** DOCUMENT PASSAGE follows **
Create a Broadband Master Plan

So far, I have introduced community-supported goals and the steps and questions that can help round out goals and focus efforts. Now it’s time to turn all of this into a broadband master plan. (Note: Fiber should be the focus of the plan for the best connections and future options.) HR Green encourages clients to develop defined plans and processes that include

  1. Fiber and broadband goals
  2. Policy to support those goals
  3. Documents that show the way to achieve the goals:
  • GIS of what is applicable to your goals, such as existing assets and connectivity gaps and possible solutions to meet those gaps
  • Survey results (if applicable)
  • Design and construction specifications
  1. Sources of possible funding with timetables
  2. Plan for provider outreach and collaboration
  3. A process that systematizes next steps, completion of unfinished tasks, meetings to coordinate, updating, and other operational matters.
** End of DOCUMENT PASSAGE **
** EXCERPTED DATA follows **
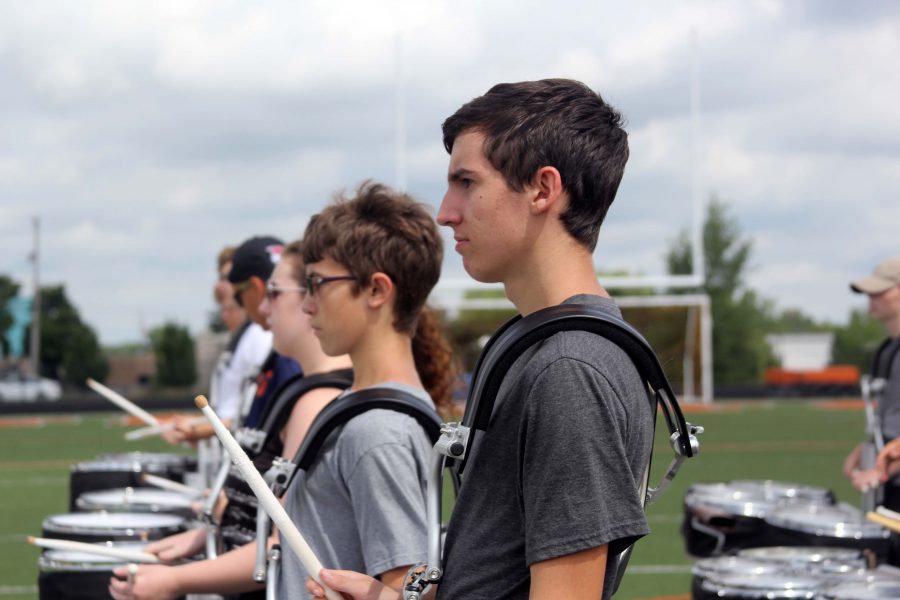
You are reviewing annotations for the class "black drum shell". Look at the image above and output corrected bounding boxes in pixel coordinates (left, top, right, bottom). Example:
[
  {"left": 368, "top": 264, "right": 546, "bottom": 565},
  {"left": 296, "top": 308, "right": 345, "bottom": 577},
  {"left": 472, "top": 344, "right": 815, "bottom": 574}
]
[
  {"left": 37, "top": 543, "right": 187, "bottom": 600},
  {"left": 69, "top": 452, "right": 197, "bottom": 512}
]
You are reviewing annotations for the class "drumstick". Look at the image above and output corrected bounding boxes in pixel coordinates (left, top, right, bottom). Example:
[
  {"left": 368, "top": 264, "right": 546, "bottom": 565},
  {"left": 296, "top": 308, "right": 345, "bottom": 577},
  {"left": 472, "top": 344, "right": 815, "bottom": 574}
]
[
  {"left": 194, "top": 396, "right": 342, "bottom": 600},
  {"left": 87, "top": 377, "right": 159, "bottom": 427},
  {"left": 866, "top": 510, "right": 900, "bottom": 533},
  {"left": 141, "top": 473, "right": 203, "bottom": 497},
  {"left": 28, "top": 535, "right": 160, "bottom": 563}
]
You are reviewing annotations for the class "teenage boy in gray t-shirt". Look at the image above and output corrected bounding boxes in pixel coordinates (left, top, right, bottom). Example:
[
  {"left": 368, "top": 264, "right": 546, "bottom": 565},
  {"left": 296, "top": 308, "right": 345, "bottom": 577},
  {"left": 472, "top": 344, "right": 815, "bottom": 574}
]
[{"left": 308, "top": 79, "right": 653, "bottom": 600}]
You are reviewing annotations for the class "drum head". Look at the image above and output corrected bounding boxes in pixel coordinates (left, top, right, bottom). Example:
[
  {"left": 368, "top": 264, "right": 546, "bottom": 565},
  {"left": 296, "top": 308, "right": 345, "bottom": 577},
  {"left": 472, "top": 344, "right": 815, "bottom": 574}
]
[
  {"left": 38, "top": 542, "right": 147, "bottom": 573},
  {"left": 702, "top": 575, "right": 822, "bottom": 600},
  {"left": 42, "top": 512, "right": 187, "bottom": 541},
  {"left": 76, "top": 487, "right": 193, "bottom": 512},
  {"left": 765, "top": 504, "right": 890, "bottom": 540}
]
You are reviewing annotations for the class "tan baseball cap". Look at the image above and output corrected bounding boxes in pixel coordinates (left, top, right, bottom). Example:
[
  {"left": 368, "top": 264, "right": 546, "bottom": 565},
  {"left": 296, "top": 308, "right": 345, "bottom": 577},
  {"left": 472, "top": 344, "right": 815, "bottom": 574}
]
[{"left": 850, "top": 256, "right": 900, "bottom": 294}]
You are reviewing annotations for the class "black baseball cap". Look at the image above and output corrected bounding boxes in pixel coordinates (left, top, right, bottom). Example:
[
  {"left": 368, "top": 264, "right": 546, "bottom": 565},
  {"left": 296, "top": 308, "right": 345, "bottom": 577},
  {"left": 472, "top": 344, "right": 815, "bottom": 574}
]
[{"left": 228, "top": 236, "right": 284, "bottom": 283}]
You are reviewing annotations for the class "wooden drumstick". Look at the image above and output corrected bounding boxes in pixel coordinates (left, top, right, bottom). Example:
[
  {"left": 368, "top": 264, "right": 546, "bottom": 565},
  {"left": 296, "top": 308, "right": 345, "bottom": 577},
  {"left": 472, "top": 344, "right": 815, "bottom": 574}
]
[
  {"left": 28, "top": 535, "right": 160, "bottom": 564},
  {"left": 194, "top": 396, "right": 342, "bottom": 600},
  {"left": 87, "top": 377, "right": 159, "bottom": 427}
]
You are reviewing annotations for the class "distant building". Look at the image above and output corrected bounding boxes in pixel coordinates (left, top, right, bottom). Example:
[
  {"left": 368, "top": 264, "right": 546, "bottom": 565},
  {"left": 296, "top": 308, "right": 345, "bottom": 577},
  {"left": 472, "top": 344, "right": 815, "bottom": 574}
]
[{"left": 766, "top": 333, "right": 834, "bottom": 371}]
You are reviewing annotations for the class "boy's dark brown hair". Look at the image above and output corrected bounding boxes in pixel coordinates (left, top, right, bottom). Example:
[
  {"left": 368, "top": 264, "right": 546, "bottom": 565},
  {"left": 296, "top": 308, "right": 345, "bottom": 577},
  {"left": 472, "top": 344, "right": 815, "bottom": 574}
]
[{"left": 303, "top": 181, "right": 444, "bottom": 335}]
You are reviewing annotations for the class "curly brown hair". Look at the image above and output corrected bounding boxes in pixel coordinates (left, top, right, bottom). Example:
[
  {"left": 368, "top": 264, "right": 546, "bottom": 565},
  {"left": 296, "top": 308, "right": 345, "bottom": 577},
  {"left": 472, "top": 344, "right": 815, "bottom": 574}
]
[{"left": 413, "top": 305, "right": 461, "bottom": 418}]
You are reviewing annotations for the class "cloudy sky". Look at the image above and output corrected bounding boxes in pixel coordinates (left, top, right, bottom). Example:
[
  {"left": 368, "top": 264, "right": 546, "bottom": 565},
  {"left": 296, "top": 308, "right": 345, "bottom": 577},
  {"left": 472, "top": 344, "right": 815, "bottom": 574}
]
[{"left": 0, "top": 0, "right": 900, "bottom": 344}]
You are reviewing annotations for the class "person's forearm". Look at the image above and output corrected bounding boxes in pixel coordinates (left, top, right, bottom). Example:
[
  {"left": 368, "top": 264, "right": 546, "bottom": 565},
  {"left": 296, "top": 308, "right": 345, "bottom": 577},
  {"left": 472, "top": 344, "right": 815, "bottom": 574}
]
[{"left": 170, "top": 542, "right": 264, "bottom": 594}]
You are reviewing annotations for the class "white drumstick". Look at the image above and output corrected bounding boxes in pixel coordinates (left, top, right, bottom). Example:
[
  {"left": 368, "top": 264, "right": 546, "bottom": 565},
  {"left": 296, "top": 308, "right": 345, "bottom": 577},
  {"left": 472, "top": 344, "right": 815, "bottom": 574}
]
[
  {"left": 87, "top": 377, "right": 159, "bottom": 427},
  {"left": 28, "top": 536, "right": 160, "bottom": 563},
  {"left": 141, "top": 473, "right": 203, "bottom": 498},
  {"left": 194, "top": 396, "right": 342, "bottom": 600}
]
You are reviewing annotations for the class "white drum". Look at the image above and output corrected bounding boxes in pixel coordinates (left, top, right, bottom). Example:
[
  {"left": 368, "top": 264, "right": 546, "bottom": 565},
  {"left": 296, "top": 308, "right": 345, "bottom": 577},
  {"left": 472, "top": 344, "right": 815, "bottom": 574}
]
[
  {"left": 765, "top": 504, "right": 890, "bottom": 562},
  {"left": 38, "top": 542, "right": 146, "bottom": 600},
  {"left": 41, "top": 512, "right": 187, "bottom": 542},
  {"left": 75, "top": 487, "right": 196, "bottom": 519}
]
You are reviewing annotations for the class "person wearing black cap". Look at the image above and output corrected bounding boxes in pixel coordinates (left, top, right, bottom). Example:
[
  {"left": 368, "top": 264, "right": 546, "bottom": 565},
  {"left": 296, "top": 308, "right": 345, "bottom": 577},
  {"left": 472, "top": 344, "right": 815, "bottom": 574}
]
[
  {"left": 844, "top": 256, "right": 900, "bottom": 502},
  {"left": 228, "top": 236, "right": 301, "bottom": 427}
]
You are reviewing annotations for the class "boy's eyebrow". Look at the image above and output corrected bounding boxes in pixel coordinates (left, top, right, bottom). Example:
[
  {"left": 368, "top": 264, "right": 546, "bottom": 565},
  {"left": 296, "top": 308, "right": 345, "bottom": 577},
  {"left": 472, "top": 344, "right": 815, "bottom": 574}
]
[{"left": 447, "top": 167, "right": 474, "bottom": 181}]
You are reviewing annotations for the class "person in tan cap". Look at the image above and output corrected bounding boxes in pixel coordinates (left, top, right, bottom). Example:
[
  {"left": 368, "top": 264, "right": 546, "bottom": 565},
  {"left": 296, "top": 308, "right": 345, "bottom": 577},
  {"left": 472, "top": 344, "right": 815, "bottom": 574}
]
[{"left": 844, "top": 256, "right": 900, "bottom": 510}]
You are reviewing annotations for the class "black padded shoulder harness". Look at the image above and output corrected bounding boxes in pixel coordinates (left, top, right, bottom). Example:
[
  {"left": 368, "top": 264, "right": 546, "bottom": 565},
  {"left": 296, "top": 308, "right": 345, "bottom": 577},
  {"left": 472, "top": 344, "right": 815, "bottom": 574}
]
[
  {"left": 259, "top": 369, "right": 353, "bottom": 448},
  {"left": 869, "top": 338, "right": 900, "bottom": 379},
  {"left": 284, "top": 387, "right": 442, "bottom": 489}
]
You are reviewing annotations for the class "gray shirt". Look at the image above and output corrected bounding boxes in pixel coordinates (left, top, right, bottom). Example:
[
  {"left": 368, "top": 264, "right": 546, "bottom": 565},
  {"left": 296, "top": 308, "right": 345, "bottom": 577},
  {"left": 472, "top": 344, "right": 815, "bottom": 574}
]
[
  {"left": 438, "top": 295, "right": 654, "bottom": 600},
  {"left": 278, "top": 383, "right": 434, "bottom": 598},
  {"left": 877, "top": 337, "right": 900, "bottom": 442}
]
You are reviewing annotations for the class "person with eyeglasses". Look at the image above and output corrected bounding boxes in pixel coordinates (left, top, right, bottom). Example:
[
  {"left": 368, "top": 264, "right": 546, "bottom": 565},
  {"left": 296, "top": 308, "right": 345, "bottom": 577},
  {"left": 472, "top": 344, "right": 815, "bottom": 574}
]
[
  {"left": 256, "top": 182, "right": 456, "bottom": 598},
  {"left": 162, "top": 243, "right": 274, "bottom": 444},
  {"left": 110, "top": 241, "right": 352, "bottom": 600},
  {"left": 308, "top": 79, "right": 654, "bottom": 600}
]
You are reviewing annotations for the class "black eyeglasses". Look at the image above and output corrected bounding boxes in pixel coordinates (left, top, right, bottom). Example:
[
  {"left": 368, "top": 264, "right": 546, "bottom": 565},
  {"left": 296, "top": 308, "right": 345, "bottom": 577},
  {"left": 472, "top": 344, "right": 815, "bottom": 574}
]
[
  {"left": 306, "top": 274, "right": 358, "bottom": 296},
  {"left": 234, "top": 279, "right": 250, "bottom": 307},
  {"left": 266, "top": 280, "right": 306, "bottom": 302}
]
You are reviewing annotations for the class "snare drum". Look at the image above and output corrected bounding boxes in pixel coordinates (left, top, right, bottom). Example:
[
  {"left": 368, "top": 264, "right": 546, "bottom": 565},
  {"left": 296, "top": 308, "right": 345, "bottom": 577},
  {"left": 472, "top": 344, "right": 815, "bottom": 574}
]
[
  {"left": 41, "top": 512, "right": 187, "bottom": 542},
  {"left": 681, "top": 480, "right": 833, "bottom": 557},
  {"left": 38, "top": 542, "right": 146, "bottom": 600},
  {"left": 69, "top": 452, "right": 197, "bottom": 511},
  {"left": 695, "top": 574, "right": 822, "bottom": 600},
  {"left": 691, "top": 556, "right": 790, "bottom": 600},
  {"left": 75, "top": 487, "right": 197, "bottom": 519},
  {"left": 765, "top": 504, "right": 890, "bottom": 562}
]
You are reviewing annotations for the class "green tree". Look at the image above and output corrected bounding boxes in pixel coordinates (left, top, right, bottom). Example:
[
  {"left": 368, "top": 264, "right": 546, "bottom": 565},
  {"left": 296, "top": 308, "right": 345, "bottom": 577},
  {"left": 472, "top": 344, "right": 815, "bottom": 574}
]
[
  {"left": 150, "top": 323, "right": 197, "bottom": 386},
  {"left": 831, "top": 308, "right": 887, "bottom": 373},
  {"left": 0, "top": 275, "right": 19, "bottom": 356},
  {"left": 666, "top": 196, "right": 772, "bottom": 385},
  {"left": 25, "top": 285, "right": 109, "bottom": 386}
]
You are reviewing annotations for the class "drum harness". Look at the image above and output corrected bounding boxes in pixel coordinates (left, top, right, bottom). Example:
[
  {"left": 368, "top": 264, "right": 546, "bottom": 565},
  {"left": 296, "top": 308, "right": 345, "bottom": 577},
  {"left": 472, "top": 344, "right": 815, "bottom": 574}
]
[
  {"left": 859, "top": 338, "right": 900, "bottom": 513},
  {"left": 200, "top": 370, "right": 352, "bottom": 568},
  {"left": 253, "top": 387, "right": 443, "bottom": 598},
  {"left": 403, "top": 304, "right": 703, "bottom": 600}
]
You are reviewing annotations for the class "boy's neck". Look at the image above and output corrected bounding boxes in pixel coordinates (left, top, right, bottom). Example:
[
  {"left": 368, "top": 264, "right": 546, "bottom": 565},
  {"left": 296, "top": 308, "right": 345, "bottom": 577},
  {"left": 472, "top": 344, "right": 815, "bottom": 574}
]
[
  {"left": 503, "top": 243, "right": 609, "bottom": 315},
  {"left": 350, "top": 327, "right": 422, "bottom": 390}
]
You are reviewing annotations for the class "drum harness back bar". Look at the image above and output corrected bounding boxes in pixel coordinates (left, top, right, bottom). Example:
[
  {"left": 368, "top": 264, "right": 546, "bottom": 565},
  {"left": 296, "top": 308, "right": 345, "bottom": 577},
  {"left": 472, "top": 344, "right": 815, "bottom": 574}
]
[
  {"left": 403, "top": 304, "right": 703, "bottom": 600},
  {"left": 859, "top": 338, "right": 900, "bottom": 512}
]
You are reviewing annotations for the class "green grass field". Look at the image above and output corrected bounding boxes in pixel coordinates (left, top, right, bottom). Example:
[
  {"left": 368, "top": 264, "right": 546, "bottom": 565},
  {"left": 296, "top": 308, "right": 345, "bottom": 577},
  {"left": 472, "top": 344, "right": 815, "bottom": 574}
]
[{"left": 0, "top": 400, "right": 863, "bottom": 600}]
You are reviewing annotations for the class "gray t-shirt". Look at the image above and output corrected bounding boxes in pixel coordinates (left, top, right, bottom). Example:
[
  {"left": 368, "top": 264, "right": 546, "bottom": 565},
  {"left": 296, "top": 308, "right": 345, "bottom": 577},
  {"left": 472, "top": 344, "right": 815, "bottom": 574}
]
[
  {"left": 278, "top": 383, "right": 434, "bottom": 598},
  {"left": 877, "top": 337, "right": 900, "bottom": 442},
  {"left": 438, "top": 295, "right": 654, "bottom": 600}
]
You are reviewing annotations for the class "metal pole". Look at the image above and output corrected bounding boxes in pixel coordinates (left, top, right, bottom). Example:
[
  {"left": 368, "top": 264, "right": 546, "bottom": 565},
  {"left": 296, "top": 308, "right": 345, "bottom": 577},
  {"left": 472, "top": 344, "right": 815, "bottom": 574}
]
[{"left": 31, "top": 217, "right": 41, "bottom": 375}]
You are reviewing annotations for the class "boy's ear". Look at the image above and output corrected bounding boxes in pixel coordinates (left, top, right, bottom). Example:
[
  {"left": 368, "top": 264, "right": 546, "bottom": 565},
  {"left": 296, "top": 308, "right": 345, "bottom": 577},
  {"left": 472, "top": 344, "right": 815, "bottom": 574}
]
[
  {"left": 531, "top": 166, "right": 565, "bottom": 215},
  {"left": 365, "top": 271, "right": 394, "bottom": 308}
]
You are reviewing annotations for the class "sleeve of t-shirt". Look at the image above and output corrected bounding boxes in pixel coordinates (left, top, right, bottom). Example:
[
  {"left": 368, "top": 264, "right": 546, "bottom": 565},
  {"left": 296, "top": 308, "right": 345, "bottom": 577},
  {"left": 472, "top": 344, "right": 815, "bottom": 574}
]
[
  {"left": 346, "top": 426, "right": 427, "bottom": 576},
  {"left": 520, "top": 358, "right": 649, "bottom": 565}
]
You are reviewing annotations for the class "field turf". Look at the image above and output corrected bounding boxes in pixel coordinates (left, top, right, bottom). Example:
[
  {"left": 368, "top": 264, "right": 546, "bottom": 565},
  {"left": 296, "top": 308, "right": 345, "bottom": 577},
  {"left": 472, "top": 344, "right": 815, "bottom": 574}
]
[{"left": 0, "top": 399, "right": 863, "bottom": 600}]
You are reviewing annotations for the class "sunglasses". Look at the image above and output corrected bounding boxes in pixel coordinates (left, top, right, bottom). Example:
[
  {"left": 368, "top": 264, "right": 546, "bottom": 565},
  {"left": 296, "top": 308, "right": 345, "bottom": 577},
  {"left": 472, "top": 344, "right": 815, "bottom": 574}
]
[
  {"left": 234, "top": 279, "right": 250, "bottom": 308},
  {"left": 306, "top": 273, "right": 359, "bottom": 296},
  {"left": 266, "top": 279, "right": 306, "bottom": 302}
]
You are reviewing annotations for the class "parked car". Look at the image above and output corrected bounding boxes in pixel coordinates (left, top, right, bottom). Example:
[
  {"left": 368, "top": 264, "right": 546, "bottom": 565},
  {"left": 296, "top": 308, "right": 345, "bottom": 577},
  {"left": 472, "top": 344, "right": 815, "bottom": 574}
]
[{"left": 0, "top": 371, "right": 62, "bottom": 402}]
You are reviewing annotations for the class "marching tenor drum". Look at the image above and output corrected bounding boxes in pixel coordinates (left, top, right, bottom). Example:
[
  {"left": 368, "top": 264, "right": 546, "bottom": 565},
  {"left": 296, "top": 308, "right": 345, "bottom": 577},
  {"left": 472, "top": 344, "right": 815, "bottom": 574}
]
[
  {"left": 765, "top": 504, "right": 890, "bottom": 562},
  {"left": 38, "top": 542, "right": 146, "bottom": 600},
  {"left": 681, "top": 480, "right": 834, "bottom": 557},
  {"left": 41, "top": 512, "right": 187, "bottom": 542},
  {"left": 69, "top": 452, "right": 197, "bottom": 511},
  {"left": 75, "top": 487, "right": 199, "bottom": 519}
]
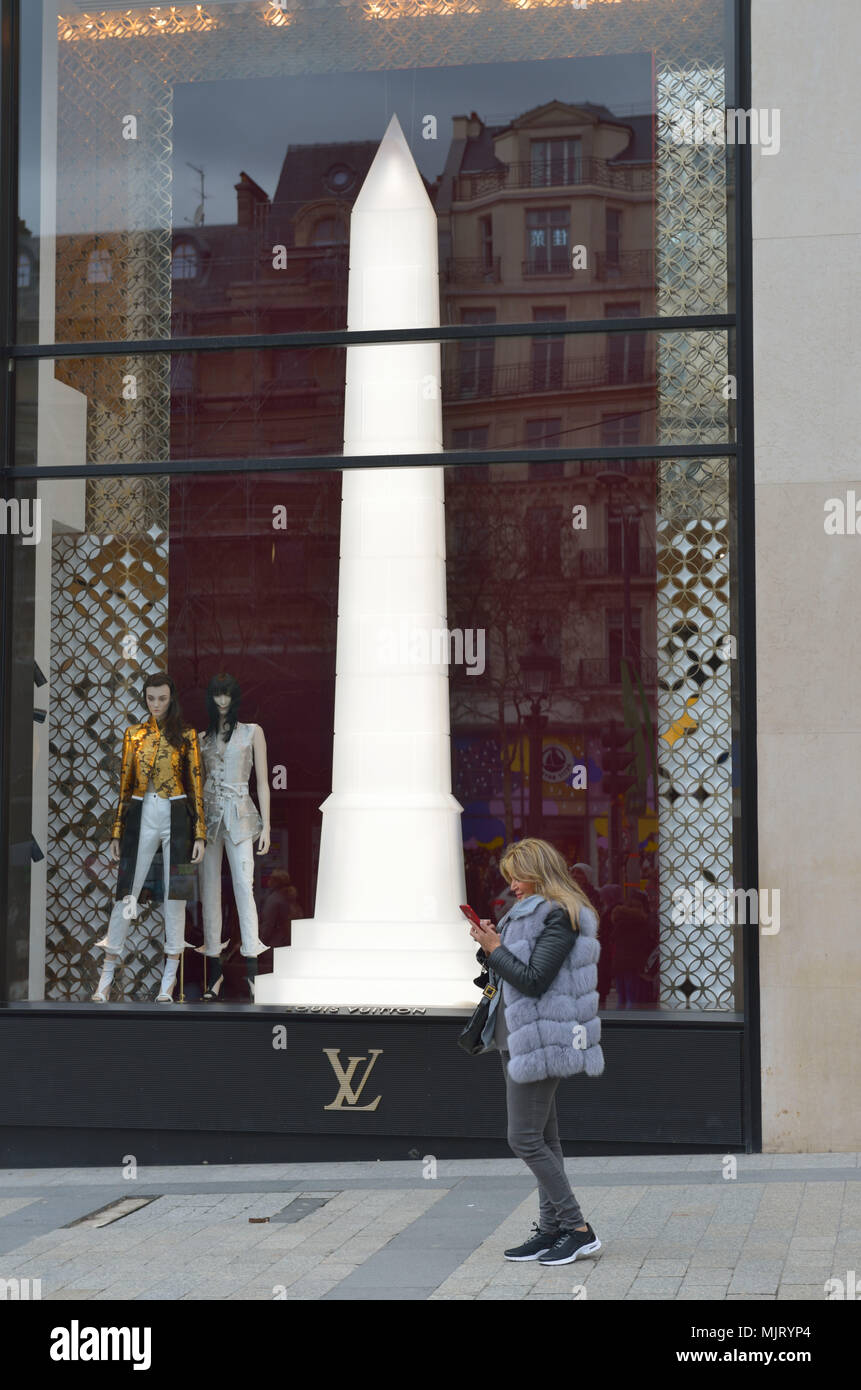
** End of EXCERPTED DATA **
**THE PROBLEM**
Carry on the passage about creating a broadband master plan from the point where it stops.

**RESULT FOR THIS TASK**
To ensure that a broadband master plan evolves with community needs, it should be reviewed at least annually. It’s important to think through on a regular basis whether changes are necessary, including whether policies or processes need to be amended or improved because something isn’t working, documents or maps need updating, or opportunities emerge for new projects that could be pursued and integrated into the plan. I recommend that appropriate champions and stakeholders form an action team that reviews a checklist every month to consider potential changes and to maximize all opportunities (dig once opportunities, capital improvement projects and zoning updates, development needs and opportunities, duct bank options and more).

If your community reacts to fiber and broadband conditions, you likely will be subject to some other entity’s plans and goals (or lack thereof). My experience shows that if you develop a broadband master plan that defines and provides the path to meet your community’s fiber and broadband goals, you stand a much better chance of reaching them or at least moving toward them.